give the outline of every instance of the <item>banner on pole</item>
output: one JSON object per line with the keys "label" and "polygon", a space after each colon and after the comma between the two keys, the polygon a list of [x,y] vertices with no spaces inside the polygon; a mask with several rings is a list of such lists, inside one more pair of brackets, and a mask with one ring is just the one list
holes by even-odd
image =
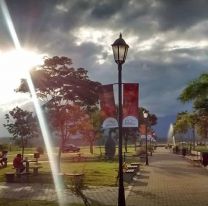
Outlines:
{"label": "banner on pole", "polygon": [[116,128],[118,121],[116,119],[116,105],[113,93],[113,84],[103,85],[100,93],[100,108],[103,119],[102,127]]}
{"label": "banner on pole", "polygon": [[123,84],[123,127],[138,127],[139,84]]}

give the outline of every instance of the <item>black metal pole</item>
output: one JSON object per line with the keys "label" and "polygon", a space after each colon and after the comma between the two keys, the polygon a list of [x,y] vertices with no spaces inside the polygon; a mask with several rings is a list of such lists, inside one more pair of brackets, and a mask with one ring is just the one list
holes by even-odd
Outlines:
{"label": "black metal pole", "polygon": [[119,188],[118,188],[118,206],[125,206],[125,193],[123,185],[123,155],[122,155],[122,65],[118,64],[118,133],[119,133],[119,145],[118,145],[118,158],[119,158]]}
{"label": "black metal pole", "polygon": [[147,120],[145,122],[145,135],[146,135],[146,165],[149,165],[148,151],[147,151]]}

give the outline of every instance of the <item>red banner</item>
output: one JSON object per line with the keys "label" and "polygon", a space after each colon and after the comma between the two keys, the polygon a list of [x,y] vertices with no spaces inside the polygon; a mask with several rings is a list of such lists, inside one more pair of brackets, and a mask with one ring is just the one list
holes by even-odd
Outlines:
{"label": "red banner", "polygon": [[101,116],[103,118],[103,128],[118,127],[116,120],[116,105],[114,100],[113,85],[103,85],[100,93]]}
{"label": "red banner", "polygon": [[123,84],[123,127],[138,127],[138,84]]}

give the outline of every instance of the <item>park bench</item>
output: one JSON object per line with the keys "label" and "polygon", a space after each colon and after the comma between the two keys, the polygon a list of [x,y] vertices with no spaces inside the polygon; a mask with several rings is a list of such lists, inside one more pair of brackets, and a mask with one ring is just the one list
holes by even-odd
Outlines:
{"label": "park bench", "polygon": [[72,157],[72,161],[73,162],[82,162],[82,161],[86,161],[87,158],[85,156],[83,156],[81,153],[77,153],[75,156]]}
{"label": "park bench", "polygon": [[135,176],[135,170],[134,169],[127,169],[123,172],[123,180],[125,182],[131,182],[133,180],[134,176]]}
{"label": "park bench", "polygon": [[130,163],[132,166],[137,166],[138,167],[138,171],[140,170],[140,165],[141,165],[141,163],[140,162],[132,162],[132,163]]}
{"label": "park bench", "polygon": [[198,165],[202,161],[201,152],[191,150],[190,155],[186,155],[186,159],[190,160],[194,165]]}
{"label": "park bench", "polygon": [[6,182],[10,183],[10,182],[15,182],[16,178],[18,180],[20,180],[21,182],[25,182],[25,181],[29,181],[29,172],[6,172],[5,173],[5,178],[6,178]]}
{"label": "park bench", "polygon": [[3,168],[3,167],[7,167],[7,158],[0,158],[0,162],[1,162],[1,165],[0,165],[0,168]]}
{"label": "park bench", "polygon": [[33,170],[33,175],[38,175],[38,170],[42,168],[42,166],[38,166],[38,165],[33,165],[33,166],[30,166],[29,169],[32,169]]}

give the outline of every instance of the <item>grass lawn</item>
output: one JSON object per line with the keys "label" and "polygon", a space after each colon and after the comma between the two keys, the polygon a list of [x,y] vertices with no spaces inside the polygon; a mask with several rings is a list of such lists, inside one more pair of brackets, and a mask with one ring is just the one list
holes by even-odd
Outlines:
{"label": "grass lawn", "polygon": [[[15,150],[8,153],[8,161],[12,162],[13,158],[21,150]],[[54,151],[57,151],[55,149]],[[104,149],[102,148],[104,153]],[[134,147],[128,148],[128,159],[134,154]],[[29,148],[25,150],[25,156],[29,159],[33,159],[33,153],[35,148]],[[85,175],[85,184],[87,186],[116,186],[116,177],[118,173],[118,157],[115,160],[104,160],[100,157],[100,148],[94,148],[94,154],[90,154],[89,147],[81,147],[80,153],[86,157],[86,161],[74,162],[72,161],[73,156],[77,156],[76,153],[63,153],[61,158],[61,172],[63,173],[81,173]],[[55,153],[56,155],[56,153]],[[133,157],[132,157],[133,158]],[[138,161],[138,158],[131,158],[131,161]],[[48,160],[47,154],[41,155],[39,161]],[[31,175],[30,182],[33,183],[52,183],[51,169],[49,162],[41,162],[42,168],[38,176]],[[8,165],[6,168],[0,169],[0,182],[5,181],[4,174],[6,172],[14,172],[12,165]],[[70,183],[70,179],[64,177],[65,182]]]}
{"label": "grass lawn", "polygon": [[[5,206],[59,206],[56,202],[41,201],[41,200],[14,200],[0,199],[0,205]],[[69,206],[83,206],[83,204],[68,204]]]}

::::::::::

**Problem details:** Echo every one of the lines above verbatim, but leave the picture out of your answer.

**Response to this task:**
give the outline of every instance of the <item>banner on pole</item>
output: one JSON object per line with the keys "label" and "polygon", a space after each colon and after the comma between the two keys, the polygon a list of [x,y] vertices with no spaces inside the polygon; a mask with several rings is a list of such lists, inside one more pair of brackets, and a mask with one ring is just the one list
holes by even-odd
image =
Outlines:
{"label": "banner on pole", "polygon": [[116,128],[118,121],[116,119],[116,105],[113,93],[113,84],[103,85],[100,93],[100,108],[103,119],[102,127]]}
{"label": "banner on pole", "polygon": [[123,84],[123,127],[138,127],[139,84]]}

give the outline of every instance of the <item>black metal pole</item>
output: one JSON object per line with the keys "label" and "polygon", a space after each colon and after the comma between the two keys, the polygon a list of [x,y] vertices with no spaces inside the polygon; a mask with several rings is a list of such lists, inside one more pair of brackets, and a mask with one ring is just the one list
holes by even-odd
Outlines:
{"label": "black metal pole", "polygon": [[119,188],[118,188],[118,206],[125,206],[125,193],[123,185],[123,155],[122,155],[122,65],[118,64],[118,133],[119,133],[119,145],[118,145],[118,158],[119,158]]}
{"label": "black metal pole", "polygon": [[147,120],[145,122],[145,135],[146,135],[146,165],[149,165],[148,151],[147,151]]}

give the outline of every instance of the <item>red banner</item>
output: one JSON object per line with the keys "label" and "polygon", a space after each colon and after the comma between the two keys, the polygon a list of [x,y] vertices with no spaces inside the polygon; a mask with several rings is a list of such lists, inside one more pair of brackets, and a mask with one ring is just the one list
holes by even-odd
Outlines:
{"label": "red banner", "polygon": [[101,116],[103,118],[103,128],[118,127],[116,120],[116,105],[114,100],[113,85],[103,85],[100,93]]}
{"label": "red banner", "polygon": [[123,84],[123,127],[138,127],[138,84]]}

give the outline of every instance of the <item>park bench</item>
output: one JSON object per line with the keys "label" and "polygon", a space after each colon and after the comma between the two keys, the polygon a list of [x,y] vertices with no spaces inside the polygon; a mask with several rings is a list of such lists, inside one more pair of brackets, and a mask with one ring is just the one list
holes by even-odd
Outlines:
{"label": "park bench", "polygon": [[72,157],[72,161],[73,162],[82,162],[82,161],[86,161],[87,158],[85,156],[83,156],[81,153],[77,153],[75,156]]}
{"label": "park bench", "polygon": [[135,176],[135,170],[134,169],[127,169],[123,172],[123,180],[125,182],[131,182],[133,180],[134,176]]}
{"label": "park bench", "polygon": [[130,163],[132,166],[137,166],[138,167],[138,171],[140,170],[140,165],[141,165],[141,163],[140,162],[132,162],[132,163]]}
{"label": "park bench", "polygon": [[198,165],[202,161],[201,152],[191,150],[190,155],[186,155],[186,159],[190,160],[194,165]]}
{"label": "park bench", "polygon": [[6,182],[10,183],[10,182],[15,182],[16,178],[18,180],[20,180],[21,182],[25,182],[25,181],[29,181],[29,172],[6,172],[5,173],[5,178],[6,178]]}
{"label": "park bench", "polygon": [[3,168],[3,167],[7,167],[7,158],[0,158],[0,162],[1,162],[1,165],[0,165],[0,168]]}
{"label": "park bench", "polygon": [[33,170],[33,175],[38,175],[38,170],[42,168],[42,166],[38,166],[38,165],[33,165],[33,166],[30,166],[29,169],[32,169]]}

give the outline of every instance of the <item>grass lawn</item>
output: one JSON object per line with the keys "label" and "polygon", a space after each colon and after the comma between the two keys, the polygon a list of [x,y] vertices with no spaces inside the polygon; a mask with several rings is a list of such lists, inside one more pair of brackets, and a mask with one ring is just the one list
holes by even-odd
Outlines:
{"label": "grass lawn", "polygon": [[[15,150],[8,153],[8,161],[12,162],[13,158],[21,150]],[[54,151],[57,151],[55,149]],[[104,149],[102,148],[104,153]],[[134,147],[128,148],[128,159],[134,154]],[[29,148],[25,150],[25,156],[29,159],[33,159],[33,153],[35,148]],[[85,175],[85,184],[87,186],[116,186],[116,177],[118,173],[118,157],[115,160],[104,160],[100,157],[100,148],[94,148],[94,154],[90,154],[89,147],[81,147],[80,153],[86,157],[86,161],[74,162],[72,161],[73,156],[77,156],[76,153],[63,153],[61,158],[61,172],[63,173],[81,173]],[[55,153],[56,155],[56,153]],[[133,157],[132,157],[133,158]],[[138,161],[138,158],[131,158],[131,161]],[[48,160],[47,154],[41,155],[39,161]],[[31,175],[30,182],[33,183],[52,183],[51,169],[49,162],[41,162],[42,168],[38,176]],[[8,165],[6,168],[0,169],[0,182],[5,181],[4,174],[6,172],[14,172],[12,165]],[[70,183],[70,179],[64,177],[65,182]]]}
{"label": "grass lawn", "polygon": [[[5,206],[59,206],[56,202],[41,201],[41,200],[14,200],[0,199],[0,205]],[[69,206],[83,206],[83,204],[68,204]]]}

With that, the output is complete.